**Dataset content**
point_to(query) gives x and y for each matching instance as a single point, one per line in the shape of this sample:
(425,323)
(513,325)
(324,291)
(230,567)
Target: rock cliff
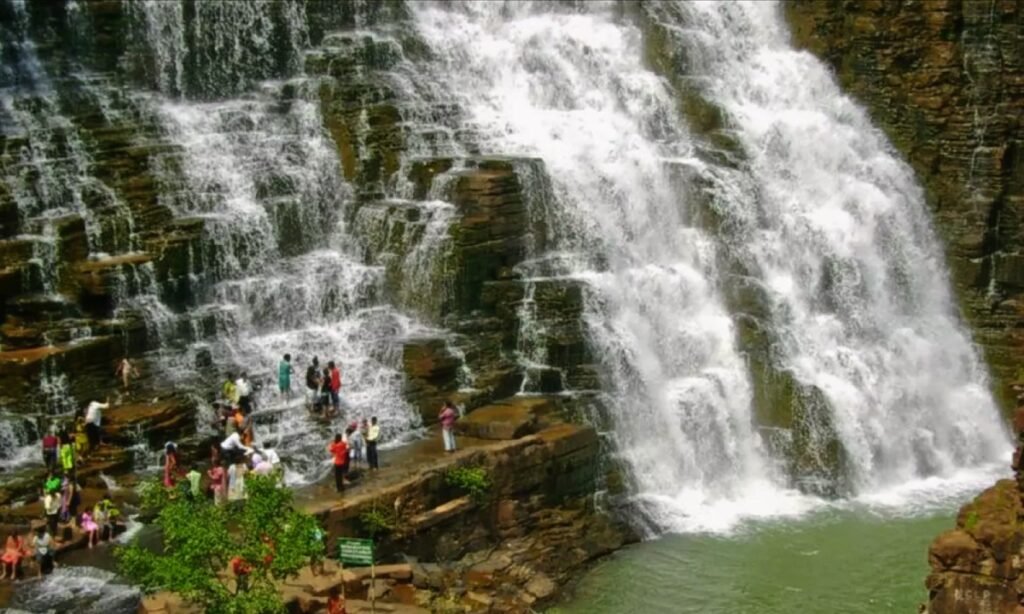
(945,80)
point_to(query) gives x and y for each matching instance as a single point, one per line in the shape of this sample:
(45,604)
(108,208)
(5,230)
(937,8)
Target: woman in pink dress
(91,528)
(11,559)
(170,465)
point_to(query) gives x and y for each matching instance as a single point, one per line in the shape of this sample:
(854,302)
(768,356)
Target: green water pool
(830,562)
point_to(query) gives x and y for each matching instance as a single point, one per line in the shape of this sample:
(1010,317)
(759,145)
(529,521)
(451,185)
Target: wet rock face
(943,80)
(978,566)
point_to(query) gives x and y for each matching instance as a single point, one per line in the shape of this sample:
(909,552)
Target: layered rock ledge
(444,550)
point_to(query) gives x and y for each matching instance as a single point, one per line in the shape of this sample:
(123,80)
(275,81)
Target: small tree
(201,539)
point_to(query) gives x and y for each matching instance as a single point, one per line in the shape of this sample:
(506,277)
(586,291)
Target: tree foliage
(200,540)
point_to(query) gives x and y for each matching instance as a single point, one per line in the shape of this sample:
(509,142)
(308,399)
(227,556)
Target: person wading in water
(448,417)
(285,378)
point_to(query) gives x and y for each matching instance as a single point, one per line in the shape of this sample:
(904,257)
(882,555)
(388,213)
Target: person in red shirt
(335,602)
(335,385)
(339,449)
(50,443)
(241,569)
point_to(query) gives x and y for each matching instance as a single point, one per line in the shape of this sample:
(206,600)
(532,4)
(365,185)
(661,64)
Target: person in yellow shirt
(230,392)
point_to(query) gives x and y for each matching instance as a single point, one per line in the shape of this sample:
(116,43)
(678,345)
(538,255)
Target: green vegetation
(471,480)
(972,521)
(201,540)
(377,521)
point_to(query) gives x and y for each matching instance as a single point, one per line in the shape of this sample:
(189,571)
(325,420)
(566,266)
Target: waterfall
(760,281)
(838,234)
(570,88)
(822,218)
(18,445)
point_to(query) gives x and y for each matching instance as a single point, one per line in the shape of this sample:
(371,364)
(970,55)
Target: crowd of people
(233,455)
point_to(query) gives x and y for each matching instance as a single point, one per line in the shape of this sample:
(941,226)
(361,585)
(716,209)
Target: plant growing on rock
(471,480)
(377,521)
(200,540)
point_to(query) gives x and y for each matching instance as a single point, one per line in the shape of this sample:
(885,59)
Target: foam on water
(827,221)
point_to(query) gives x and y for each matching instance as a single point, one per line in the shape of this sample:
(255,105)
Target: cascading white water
(901,381)
(570,88)
(289,278)
(840,237)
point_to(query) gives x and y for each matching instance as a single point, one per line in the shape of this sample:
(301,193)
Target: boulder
(509,420)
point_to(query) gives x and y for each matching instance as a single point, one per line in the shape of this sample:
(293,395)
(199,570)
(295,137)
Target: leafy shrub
(377,520)
(471,480)
(200,540)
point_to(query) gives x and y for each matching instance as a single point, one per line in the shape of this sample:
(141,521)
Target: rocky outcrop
(507,551)
(978,567)
(943,79)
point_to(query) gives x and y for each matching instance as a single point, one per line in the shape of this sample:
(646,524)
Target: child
(103,514)
(81,438)
(217,476)
(42,544)
(51,505)
(355,443)
(335,603)
(90,528)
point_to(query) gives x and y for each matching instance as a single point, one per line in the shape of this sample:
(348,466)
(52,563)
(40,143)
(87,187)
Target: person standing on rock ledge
(373,436)
(285,378)
(448,418)
(125,370)
(339,449)
(93,419)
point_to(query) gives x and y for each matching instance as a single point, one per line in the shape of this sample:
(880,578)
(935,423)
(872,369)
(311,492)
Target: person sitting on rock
(335,602)
(42,547)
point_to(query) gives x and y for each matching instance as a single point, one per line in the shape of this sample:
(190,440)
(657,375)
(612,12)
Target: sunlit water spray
(901,382)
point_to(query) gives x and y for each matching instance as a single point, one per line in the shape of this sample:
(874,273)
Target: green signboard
(355,552)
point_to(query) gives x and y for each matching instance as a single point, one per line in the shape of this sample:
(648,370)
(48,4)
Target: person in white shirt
(233,446)
(245,390)
(270,456)
(373,437)
(93,419)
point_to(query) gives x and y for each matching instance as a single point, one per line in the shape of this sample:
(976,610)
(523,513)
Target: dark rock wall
(945,80)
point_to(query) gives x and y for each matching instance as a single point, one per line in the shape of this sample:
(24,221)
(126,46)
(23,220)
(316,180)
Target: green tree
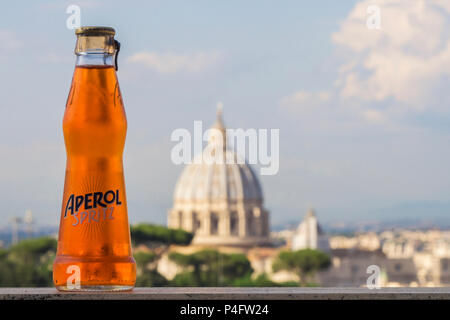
(304,263)
(147,275)
(28,263)
(155,235)
(158,239)
(210,268)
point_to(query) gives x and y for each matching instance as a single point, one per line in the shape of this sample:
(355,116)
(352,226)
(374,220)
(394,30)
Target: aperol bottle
(94,248)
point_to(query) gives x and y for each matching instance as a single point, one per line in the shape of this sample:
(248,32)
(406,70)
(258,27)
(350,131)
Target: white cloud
(404,61)
(386,74)
(169,63)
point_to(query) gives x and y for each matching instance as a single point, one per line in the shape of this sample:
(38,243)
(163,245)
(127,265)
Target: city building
(309,234)
(219,198)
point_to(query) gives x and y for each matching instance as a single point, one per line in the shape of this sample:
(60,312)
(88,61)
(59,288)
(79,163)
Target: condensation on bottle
(94,247)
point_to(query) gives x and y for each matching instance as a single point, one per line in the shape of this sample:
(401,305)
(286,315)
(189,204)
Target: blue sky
(363,114)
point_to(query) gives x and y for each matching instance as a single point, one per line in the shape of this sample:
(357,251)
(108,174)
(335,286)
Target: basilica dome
(227,180)
(218,197)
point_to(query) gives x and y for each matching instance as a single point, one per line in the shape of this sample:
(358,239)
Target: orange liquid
(94,234)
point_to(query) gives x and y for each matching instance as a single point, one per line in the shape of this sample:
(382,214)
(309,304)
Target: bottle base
(97,288)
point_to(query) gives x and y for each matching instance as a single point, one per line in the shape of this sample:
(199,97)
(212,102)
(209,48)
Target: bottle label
(92,207)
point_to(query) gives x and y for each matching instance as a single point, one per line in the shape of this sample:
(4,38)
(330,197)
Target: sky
(363,113)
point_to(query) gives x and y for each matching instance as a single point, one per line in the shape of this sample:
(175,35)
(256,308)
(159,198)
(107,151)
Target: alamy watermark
(373,21)
(74,280)
(74,20)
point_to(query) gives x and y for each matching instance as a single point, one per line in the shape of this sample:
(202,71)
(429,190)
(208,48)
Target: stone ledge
(232,294)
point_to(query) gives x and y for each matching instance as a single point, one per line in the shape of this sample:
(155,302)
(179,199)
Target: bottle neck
(94,59)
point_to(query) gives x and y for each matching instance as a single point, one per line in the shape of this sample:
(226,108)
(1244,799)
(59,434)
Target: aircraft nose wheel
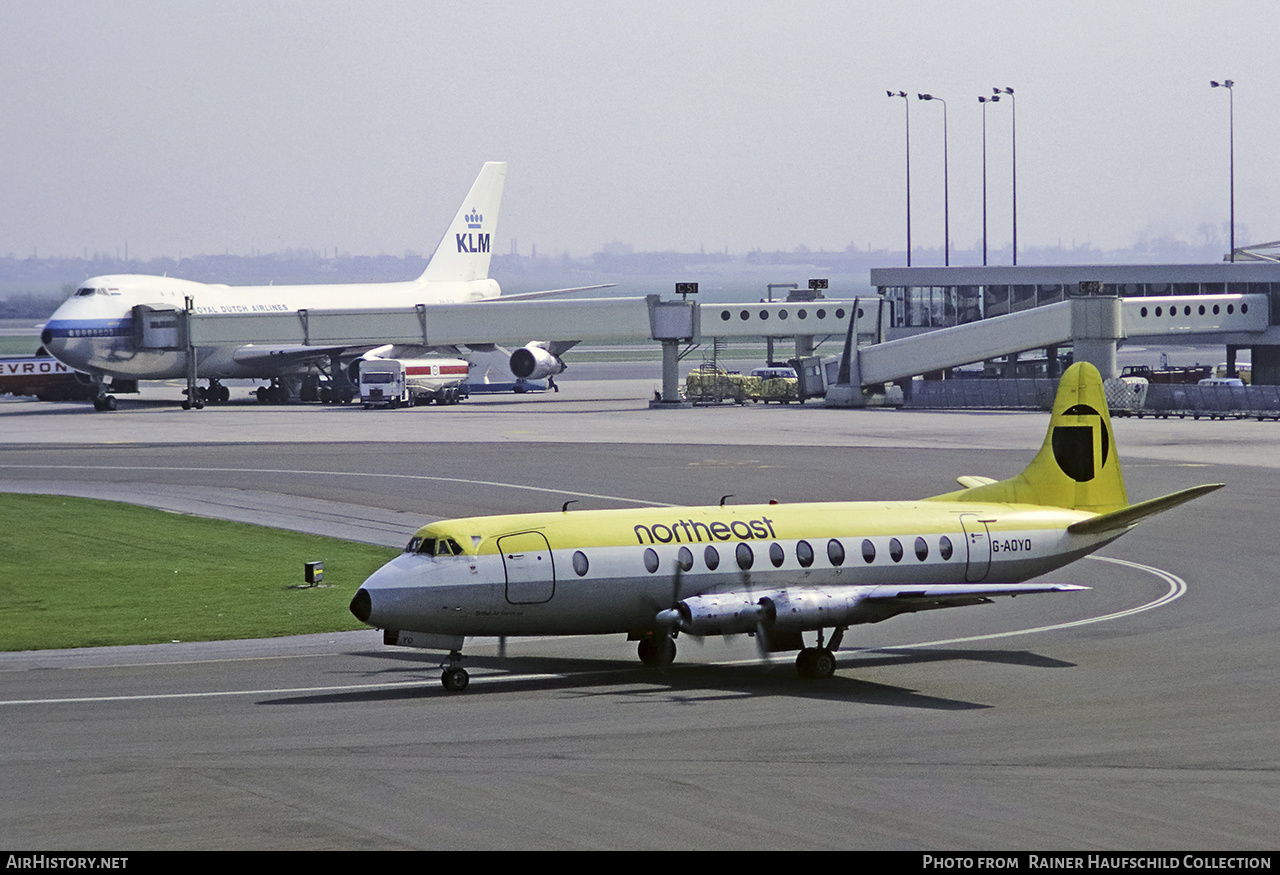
(816,663)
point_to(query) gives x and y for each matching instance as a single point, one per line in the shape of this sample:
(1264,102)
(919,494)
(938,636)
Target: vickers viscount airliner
(775,571)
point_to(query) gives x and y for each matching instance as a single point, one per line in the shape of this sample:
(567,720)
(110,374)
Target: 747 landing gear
(453,676)
(657,650)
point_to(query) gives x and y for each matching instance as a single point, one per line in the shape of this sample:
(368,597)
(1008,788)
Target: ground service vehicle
(407,381)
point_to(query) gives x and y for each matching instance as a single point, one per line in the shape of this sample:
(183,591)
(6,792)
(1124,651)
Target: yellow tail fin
(1077,467)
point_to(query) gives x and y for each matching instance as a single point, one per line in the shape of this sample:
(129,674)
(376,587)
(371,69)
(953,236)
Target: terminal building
(924,299)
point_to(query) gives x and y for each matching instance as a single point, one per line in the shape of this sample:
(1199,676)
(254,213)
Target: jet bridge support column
(193,401)
(671,323)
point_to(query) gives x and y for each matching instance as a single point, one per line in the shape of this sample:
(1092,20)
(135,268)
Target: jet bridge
(1092,324)
(516,323)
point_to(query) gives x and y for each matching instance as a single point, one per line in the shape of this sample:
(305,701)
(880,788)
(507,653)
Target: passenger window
(776,554)
(836,553)
(804,554)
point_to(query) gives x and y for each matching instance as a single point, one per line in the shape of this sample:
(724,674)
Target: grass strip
(86,573)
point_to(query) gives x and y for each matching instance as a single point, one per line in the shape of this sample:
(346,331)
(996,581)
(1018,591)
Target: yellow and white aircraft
(773,571)
(127,326)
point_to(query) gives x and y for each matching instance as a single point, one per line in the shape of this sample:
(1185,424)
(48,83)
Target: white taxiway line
(337,473)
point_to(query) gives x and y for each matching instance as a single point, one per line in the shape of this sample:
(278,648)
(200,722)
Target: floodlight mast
(906,102)
(1230,90)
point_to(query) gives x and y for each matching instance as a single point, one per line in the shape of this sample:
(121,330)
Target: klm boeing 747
(775,571)
(127,328)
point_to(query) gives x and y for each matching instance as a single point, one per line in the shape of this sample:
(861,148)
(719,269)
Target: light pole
(982,100)
(1014,113)
(946,184)
(906,102)
(1230,91)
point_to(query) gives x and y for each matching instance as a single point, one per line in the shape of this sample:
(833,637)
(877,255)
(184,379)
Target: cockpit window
(434,546)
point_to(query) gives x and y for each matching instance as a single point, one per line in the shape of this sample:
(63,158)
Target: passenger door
(977,539)
(526,558)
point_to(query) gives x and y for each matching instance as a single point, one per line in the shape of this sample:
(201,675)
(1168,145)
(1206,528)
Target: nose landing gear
(453,676)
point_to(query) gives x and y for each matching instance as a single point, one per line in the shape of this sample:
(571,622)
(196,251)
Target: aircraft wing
(908,598)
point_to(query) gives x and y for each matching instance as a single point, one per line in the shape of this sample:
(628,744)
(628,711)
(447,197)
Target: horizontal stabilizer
(1127,517)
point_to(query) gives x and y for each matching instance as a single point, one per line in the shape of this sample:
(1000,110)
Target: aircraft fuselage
(554,575)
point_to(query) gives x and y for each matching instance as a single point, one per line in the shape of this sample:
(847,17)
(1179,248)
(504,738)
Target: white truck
(406,381)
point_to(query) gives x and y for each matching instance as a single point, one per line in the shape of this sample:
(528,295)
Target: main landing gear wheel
(657,651)
(816,663)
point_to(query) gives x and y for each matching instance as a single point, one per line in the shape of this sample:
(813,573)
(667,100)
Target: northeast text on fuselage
(690,531)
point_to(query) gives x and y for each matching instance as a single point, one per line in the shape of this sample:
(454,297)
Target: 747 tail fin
(465,251)
(1077,467)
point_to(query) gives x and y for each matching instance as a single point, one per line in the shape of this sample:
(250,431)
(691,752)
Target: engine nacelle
(726,613)
(814,608)
(533,362)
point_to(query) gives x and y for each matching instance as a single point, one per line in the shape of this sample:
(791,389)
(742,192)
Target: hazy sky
(182,127)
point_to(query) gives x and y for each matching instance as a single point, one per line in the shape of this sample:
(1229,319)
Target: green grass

**Task**
Count the lines in the listing above that contain the string "gear", matching case exactly, and reply with only that number.

**The solution**
3